■ **DATA SHOWN**:
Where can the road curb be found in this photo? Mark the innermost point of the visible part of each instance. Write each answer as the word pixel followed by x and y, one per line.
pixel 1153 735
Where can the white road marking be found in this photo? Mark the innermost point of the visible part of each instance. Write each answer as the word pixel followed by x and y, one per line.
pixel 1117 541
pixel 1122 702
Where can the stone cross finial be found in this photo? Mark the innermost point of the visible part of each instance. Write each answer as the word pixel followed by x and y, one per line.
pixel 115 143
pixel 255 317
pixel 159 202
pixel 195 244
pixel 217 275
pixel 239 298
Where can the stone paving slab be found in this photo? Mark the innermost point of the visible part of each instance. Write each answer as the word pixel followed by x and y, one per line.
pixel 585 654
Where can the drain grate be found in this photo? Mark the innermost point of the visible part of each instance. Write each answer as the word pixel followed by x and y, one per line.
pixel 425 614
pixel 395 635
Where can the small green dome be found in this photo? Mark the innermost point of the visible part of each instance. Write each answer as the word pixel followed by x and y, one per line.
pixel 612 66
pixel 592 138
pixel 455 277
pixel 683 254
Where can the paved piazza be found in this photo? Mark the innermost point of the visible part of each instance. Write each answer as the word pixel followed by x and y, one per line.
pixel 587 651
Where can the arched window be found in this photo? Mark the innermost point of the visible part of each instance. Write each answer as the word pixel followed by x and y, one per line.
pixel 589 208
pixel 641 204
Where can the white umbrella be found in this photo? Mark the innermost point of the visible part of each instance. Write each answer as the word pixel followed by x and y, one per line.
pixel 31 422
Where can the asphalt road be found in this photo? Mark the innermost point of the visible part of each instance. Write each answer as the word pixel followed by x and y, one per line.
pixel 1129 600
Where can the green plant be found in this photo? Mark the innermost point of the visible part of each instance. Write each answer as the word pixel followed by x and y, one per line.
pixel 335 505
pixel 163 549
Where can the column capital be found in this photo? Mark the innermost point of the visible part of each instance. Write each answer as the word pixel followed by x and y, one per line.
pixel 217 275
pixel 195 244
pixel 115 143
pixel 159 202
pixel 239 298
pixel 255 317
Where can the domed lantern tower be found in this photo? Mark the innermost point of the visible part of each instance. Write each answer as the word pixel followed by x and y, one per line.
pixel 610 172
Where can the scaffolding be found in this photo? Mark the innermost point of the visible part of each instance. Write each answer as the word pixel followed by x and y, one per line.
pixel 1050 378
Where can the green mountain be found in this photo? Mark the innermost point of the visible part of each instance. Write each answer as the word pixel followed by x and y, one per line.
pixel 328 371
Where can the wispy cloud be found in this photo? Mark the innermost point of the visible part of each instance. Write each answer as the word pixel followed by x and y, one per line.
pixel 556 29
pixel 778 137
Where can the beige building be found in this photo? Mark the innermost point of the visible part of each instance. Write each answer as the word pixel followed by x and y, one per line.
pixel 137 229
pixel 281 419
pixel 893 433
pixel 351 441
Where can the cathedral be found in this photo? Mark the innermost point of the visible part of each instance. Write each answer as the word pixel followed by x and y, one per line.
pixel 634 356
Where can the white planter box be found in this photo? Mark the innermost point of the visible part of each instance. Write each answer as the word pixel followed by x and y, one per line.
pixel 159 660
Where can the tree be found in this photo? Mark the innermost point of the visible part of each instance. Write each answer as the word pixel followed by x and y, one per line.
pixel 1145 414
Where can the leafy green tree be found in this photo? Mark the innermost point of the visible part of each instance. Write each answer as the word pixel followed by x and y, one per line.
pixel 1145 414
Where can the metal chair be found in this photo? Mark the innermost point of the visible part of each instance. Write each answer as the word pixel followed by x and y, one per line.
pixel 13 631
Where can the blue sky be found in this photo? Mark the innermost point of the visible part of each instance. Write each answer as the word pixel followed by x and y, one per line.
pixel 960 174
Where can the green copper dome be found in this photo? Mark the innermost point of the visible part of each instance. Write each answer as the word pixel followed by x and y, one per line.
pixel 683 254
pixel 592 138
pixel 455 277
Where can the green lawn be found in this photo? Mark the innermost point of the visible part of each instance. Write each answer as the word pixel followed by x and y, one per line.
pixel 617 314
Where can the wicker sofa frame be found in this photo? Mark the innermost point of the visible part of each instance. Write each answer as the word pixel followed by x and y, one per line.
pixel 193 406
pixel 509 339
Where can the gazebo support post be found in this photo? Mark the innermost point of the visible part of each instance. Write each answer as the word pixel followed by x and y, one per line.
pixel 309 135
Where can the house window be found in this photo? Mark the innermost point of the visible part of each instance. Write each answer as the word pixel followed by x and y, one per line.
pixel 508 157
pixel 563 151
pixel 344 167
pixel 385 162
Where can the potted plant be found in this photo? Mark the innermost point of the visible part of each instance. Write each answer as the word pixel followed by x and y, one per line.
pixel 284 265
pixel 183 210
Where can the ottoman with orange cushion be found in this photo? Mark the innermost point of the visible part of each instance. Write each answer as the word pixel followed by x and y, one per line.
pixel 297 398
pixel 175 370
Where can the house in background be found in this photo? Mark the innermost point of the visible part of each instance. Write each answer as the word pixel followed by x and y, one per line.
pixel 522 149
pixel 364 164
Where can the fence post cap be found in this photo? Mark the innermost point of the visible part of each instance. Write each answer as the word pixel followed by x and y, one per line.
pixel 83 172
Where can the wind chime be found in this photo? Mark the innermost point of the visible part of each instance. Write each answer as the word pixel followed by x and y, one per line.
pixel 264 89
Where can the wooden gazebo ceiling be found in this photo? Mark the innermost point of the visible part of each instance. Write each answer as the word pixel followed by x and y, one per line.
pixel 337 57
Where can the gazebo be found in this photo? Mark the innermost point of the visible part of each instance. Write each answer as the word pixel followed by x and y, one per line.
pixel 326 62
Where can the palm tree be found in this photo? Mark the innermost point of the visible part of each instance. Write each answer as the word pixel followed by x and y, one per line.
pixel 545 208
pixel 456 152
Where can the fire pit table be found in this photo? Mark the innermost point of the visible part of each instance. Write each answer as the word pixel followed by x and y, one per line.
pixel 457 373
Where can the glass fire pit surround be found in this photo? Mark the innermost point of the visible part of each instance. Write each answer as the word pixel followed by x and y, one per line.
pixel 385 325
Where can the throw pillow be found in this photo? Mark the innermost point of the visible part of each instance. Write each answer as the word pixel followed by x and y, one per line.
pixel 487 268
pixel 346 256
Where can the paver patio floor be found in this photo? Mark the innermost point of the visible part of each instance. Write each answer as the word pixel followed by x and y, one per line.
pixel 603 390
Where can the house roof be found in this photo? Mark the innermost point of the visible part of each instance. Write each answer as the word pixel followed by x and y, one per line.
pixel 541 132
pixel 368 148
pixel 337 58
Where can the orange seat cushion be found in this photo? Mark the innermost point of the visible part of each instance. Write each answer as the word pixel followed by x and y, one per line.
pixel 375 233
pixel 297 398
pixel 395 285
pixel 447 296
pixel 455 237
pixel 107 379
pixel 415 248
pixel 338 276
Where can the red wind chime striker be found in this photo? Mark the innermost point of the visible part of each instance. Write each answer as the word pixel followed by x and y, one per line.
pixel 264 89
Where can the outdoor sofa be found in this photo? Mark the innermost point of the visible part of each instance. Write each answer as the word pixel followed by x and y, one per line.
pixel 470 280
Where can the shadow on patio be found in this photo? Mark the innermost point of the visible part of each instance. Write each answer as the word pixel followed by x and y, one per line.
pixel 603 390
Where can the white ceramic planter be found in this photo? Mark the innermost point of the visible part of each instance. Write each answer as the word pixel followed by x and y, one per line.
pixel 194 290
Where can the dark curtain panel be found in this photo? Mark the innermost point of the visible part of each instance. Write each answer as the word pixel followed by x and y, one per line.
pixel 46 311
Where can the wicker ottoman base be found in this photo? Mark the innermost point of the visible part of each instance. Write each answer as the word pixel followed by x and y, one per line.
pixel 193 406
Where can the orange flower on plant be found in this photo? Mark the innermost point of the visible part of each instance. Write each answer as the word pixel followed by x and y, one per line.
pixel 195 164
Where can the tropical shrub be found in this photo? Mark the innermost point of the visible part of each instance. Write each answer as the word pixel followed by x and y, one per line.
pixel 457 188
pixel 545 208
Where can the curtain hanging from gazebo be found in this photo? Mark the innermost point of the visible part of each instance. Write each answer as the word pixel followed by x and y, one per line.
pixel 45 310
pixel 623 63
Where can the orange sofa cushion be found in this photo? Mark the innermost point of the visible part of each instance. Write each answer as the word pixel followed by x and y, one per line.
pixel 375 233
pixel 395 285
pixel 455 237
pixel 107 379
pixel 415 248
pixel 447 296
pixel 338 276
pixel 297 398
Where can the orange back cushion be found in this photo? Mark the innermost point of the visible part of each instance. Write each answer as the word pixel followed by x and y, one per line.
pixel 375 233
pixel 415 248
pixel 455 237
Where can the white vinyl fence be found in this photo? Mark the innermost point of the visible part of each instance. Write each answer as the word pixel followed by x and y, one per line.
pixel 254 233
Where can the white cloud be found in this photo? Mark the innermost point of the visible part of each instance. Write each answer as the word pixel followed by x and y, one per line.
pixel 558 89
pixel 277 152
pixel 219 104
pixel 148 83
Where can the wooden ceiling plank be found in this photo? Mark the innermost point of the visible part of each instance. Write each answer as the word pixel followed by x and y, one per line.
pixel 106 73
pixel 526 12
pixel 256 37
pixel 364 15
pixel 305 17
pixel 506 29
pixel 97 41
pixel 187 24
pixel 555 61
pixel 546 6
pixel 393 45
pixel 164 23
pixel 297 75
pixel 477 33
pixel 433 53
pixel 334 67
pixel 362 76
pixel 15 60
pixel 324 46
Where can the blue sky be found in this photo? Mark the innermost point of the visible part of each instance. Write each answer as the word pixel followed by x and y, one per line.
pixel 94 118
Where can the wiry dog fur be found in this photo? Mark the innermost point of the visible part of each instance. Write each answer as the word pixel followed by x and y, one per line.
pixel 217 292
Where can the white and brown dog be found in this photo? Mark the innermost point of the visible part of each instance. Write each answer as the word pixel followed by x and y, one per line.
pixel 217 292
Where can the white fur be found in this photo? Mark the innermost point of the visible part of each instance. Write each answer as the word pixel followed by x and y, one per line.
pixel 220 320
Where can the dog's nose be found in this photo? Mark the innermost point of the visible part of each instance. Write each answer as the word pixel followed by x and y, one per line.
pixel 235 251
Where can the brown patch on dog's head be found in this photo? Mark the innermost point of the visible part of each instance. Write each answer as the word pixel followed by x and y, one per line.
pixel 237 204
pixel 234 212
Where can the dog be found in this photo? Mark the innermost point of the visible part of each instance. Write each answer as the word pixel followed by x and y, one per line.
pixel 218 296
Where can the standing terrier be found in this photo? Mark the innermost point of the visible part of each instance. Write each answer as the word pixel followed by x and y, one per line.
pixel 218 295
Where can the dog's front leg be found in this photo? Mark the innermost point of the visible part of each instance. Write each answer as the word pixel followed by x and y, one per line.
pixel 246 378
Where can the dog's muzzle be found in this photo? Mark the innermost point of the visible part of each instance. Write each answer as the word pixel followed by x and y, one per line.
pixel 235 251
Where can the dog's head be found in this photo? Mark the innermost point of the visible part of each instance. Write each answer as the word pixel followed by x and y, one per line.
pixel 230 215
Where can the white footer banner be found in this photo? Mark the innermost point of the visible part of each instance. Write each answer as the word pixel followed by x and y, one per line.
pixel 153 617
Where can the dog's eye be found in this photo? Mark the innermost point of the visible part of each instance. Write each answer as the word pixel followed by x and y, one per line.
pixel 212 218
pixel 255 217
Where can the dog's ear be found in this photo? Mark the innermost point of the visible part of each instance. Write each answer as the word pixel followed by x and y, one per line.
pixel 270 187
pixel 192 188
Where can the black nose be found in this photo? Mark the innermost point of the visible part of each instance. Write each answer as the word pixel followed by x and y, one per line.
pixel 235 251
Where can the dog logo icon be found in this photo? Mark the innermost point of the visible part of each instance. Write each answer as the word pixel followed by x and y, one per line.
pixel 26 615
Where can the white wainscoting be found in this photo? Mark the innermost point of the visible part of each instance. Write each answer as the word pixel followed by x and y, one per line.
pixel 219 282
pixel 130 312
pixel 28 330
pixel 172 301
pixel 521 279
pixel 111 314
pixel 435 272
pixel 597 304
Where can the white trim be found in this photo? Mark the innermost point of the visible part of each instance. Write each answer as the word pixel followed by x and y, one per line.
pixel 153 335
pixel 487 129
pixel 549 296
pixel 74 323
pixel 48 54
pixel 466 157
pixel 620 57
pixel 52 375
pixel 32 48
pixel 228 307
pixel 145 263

■ **DIRECTION**: Reproduce the records word for word, starting with the line that contains "Where can the white trim" and continuing through the final line of the records. Include both the starting line and the final line.

■ **THE REPLY**:
Where can the white trim be found in this photo? Mark the innermost point of the visible part of each instance. Write each answer as the word pixel followed by x and y, one per line.
pixel 153 335
pixel 487 129
pixel 549 296
pixel 74 323
pixel 48 54
pixel 466 157
pixel 620 57
pixel 52 375
pixel 32 48
pixel 228 307
pixel 145 263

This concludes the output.